▸ Information shown
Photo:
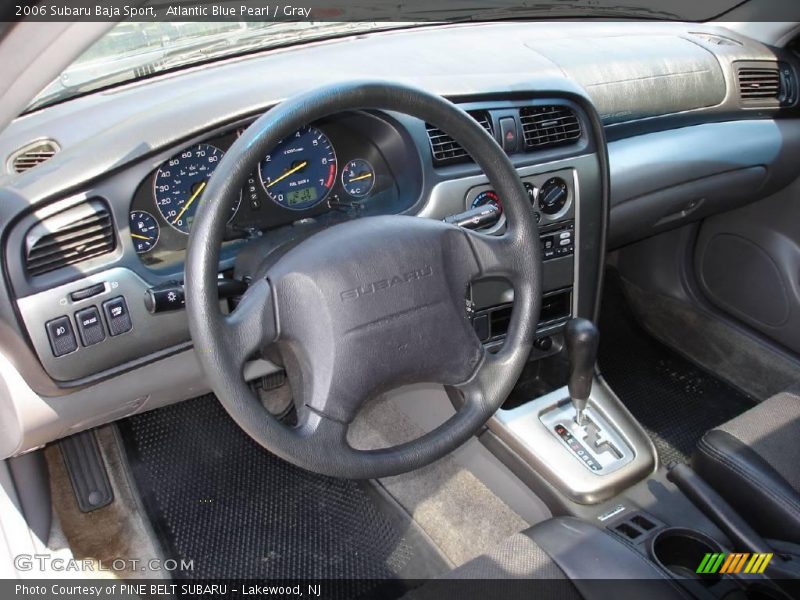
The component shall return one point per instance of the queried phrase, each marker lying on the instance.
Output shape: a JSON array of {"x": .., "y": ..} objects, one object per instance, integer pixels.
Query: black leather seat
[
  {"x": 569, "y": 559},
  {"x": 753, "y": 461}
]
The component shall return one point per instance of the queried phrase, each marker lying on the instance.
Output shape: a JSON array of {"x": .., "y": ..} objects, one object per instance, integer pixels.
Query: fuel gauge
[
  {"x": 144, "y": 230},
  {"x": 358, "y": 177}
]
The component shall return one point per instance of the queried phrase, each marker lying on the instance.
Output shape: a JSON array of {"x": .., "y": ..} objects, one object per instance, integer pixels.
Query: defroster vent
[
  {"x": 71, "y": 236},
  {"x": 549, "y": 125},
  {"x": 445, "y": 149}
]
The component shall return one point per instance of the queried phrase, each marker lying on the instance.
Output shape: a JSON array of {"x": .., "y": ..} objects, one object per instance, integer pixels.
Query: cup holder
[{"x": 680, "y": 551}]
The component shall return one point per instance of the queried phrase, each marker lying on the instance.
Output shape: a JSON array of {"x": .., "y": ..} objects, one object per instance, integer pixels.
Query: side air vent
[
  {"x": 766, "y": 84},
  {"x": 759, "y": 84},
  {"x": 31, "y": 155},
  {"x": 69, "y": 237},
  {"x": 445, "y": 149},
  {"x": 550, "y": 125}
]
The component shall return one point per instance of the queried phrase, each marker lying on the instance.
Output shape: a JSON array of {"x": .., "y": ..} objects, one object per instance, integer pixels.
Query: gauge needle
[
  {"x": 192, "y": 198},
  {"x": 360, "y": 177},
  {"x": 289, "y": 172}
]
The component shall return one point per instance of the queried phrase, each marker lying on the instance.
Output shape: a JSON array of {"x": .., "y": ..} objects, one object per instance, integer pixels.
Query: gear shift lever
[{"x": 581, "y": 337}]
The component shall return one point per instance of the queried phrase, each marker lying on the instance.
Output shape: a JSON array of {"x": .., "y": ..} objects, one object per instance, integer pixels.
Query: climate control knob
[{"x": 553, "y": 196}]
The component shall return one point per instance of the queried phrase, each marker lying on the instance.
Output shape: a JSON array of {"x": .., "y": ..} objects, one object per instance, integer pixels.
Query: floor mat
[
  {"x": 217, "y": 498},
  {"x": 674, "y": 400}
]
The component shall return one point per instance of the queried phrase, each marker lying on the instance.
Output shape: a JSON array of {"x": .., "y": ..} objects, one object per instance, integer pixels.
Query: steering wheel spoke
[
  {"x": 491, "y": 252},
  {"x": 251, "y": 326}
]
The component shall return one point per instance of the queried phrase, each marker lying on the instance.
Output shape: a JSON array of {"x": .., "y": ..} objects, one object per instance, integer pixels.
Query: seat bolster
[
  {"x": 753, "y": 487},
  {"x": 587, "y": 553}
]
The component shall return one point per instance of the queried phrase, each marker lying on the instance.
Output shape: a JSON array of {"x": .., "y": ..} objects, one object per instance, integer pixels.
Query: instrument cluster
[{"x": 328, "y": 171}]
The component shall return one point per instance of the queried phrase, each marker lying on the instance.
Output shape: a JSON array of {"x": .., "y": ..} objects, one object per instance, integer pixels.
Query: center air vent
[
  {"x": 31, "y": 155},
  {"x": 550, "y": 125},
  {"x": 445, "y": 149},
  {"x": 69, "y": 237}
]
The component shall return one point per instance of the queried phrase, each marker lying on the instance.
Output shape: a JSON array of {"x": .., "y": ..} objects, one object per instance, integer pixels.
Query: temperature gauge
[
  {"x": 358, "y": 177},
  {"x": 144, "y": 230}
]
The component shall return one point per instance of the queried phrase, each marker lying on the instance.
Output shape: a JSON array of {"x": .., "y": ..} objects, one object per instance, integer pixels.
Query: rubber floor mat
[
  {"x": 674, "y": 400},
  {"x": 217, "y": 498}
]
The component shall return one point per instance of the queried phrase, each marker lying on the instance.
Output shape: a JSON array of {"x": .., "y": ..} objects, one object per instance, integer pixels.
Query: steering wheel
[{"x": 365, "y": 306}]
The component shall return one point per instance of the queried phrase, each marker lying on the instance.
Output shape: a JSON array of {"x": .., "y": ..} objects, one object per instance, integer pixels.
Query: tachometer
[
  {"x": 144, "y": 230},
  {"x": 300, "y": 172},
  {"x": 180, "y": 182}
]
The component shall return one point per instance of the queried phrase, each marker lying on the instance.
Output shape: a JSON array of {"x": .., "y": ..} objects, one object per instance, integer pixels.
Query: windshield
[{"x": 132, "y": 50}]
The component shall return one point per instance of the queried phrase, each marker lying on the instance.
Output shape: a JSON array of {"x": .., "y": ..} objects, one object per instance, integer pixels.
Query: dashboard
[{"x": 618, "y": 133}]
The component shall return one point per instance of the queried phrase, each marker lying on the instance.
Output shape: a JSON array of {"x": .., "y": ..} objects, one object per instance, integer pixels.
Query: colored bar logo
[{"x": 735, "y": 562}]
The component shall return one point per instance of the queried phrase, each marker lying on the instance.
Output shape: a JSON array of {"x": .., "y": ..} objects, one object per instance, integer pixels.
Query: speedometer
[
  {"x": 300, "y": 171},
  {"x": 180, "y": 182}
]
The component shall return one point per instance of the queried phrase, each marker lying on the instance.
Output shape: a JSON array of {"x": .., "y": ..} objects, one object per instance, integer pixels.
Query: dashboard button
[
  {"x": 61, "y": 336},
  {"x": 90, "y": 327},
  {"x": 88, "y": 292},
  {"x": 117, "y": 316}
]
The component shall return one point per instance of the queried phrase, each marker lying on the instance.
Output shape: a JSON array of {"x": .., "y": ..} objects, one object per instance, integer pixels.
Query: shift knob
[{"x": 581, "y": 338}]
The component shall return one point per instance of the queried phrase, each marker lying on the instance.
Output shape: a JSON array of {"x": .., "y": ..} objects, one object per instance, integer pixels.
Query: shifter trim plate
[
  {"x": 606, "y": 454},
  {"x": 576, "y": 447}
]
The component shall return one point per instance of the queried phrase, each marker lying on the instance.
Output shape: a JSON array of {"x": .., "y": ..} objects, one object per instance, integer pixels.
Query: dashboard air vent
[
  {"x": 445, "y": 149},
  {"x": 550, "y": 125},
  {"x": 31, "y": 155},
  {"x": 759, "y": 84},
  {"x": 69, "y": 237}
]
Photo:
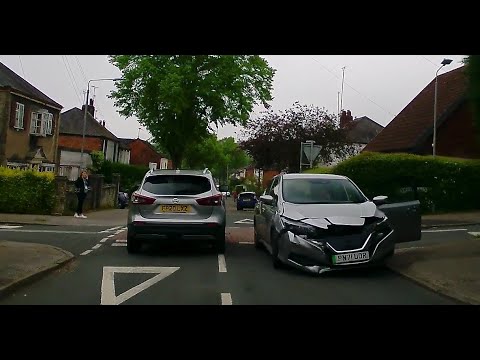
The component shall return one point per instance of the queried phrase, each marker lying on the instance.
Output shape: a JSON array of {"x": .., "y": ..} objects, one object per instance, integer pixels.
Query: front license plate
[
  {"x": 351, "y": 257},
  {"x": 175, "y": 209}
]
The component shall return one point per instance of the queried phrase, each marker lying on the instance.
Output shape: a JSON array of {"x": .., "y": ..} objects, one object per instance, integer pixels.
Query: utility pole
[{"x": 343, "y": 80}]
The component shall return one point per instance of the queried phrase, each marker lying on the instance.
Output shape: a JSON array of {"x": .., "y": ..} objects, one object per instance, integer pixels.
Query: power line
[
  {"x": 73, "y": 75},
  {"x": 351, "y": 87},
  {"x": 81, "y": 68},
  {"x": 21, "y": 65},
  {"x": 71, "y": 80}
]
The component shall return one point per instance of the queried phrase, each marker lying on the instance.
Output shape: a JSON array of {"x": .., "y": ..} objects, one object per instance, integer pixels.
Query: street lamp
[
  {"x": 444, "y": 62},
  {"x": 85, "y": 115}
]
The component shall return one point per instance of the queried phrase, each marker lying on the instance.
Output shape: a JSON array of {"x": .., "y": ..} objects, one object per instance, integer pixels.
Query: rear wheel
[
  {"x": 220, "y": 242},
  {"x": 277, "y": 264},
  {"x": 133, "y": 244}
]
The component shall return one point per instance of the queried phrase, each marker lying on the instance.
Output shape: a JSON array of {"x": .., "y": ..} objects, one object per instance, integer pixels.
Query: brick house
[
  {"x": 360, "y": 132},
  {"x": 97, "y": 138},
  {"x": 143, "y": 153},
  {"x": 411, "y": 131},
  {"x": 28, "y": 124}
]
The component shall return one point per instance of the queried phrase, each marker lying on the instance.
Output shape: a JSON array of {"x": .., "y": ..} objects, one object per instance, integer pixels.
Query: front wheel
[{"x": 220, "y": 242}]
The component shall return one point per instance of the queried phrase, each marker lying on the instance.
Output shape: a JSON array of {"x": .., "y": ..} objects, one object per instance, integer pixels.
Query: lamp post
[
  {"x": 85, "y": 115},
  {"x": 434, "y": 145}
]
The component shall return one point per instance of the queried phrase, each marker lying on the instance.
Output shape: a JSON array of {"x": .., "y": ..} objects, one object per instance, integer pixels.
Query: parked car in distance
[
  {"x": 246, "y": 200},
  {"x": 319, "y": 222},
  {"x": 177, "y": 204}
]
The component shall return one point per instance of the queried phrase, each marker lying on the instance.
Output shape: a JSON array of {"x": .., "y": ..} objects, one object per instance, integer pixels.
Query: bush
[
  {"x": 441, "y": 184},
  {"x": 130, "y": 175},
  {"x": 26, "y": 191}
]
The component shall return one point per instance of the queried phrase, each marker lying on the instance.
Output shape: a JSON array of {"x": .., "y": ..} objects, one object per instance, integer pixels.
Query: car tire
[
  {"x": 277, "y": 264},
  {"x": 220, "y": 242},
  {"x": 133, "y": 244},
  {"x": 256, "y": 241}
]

▸ Assignment
Beginning at the line containing "Query: lamp post", output exactly each line up to and including the last line of the material above.

▸ Solution for this problem
Query: lamp post
[
  {"x": 85, "y": 115},
  {"x": 434, "y": 145}
]
The component shall return one point per instance of the queried phrase, each marker lying on the instance.
Output shape: a JSON array of {"x": .., "y": ..} objects, one object per instance, integer pixels.
Query: parked car in distance
[
  {"x": 246, "y": 200},
  {"x": 319, "y": 222},
  {"x": 177, "y": 204}
]
The component shall return one point per instance of the queried phrase, each marker lying on the instance.
Output shape: a JSON array of {"x": .., "y": ..} objects, one object per instance, integer pixels.
Query: bush
[
  {"x": 441, "y": 184},
  {"x": 130, "y": 175},
  {"x": 26, "y": 191}
]
The component shall return one point per instance of the queried phrase, each marker lying on the instance.
Output shape: a JSON array of {"x": .., "y": ..} objects, one object per instance, integer pixels.
Query: car tire
[
  {"x": 277, "y": 264},
  {"x": 220, "y": 242},
  {"x": 133, "y": 244},
  {"x": 256, "y": 241}
]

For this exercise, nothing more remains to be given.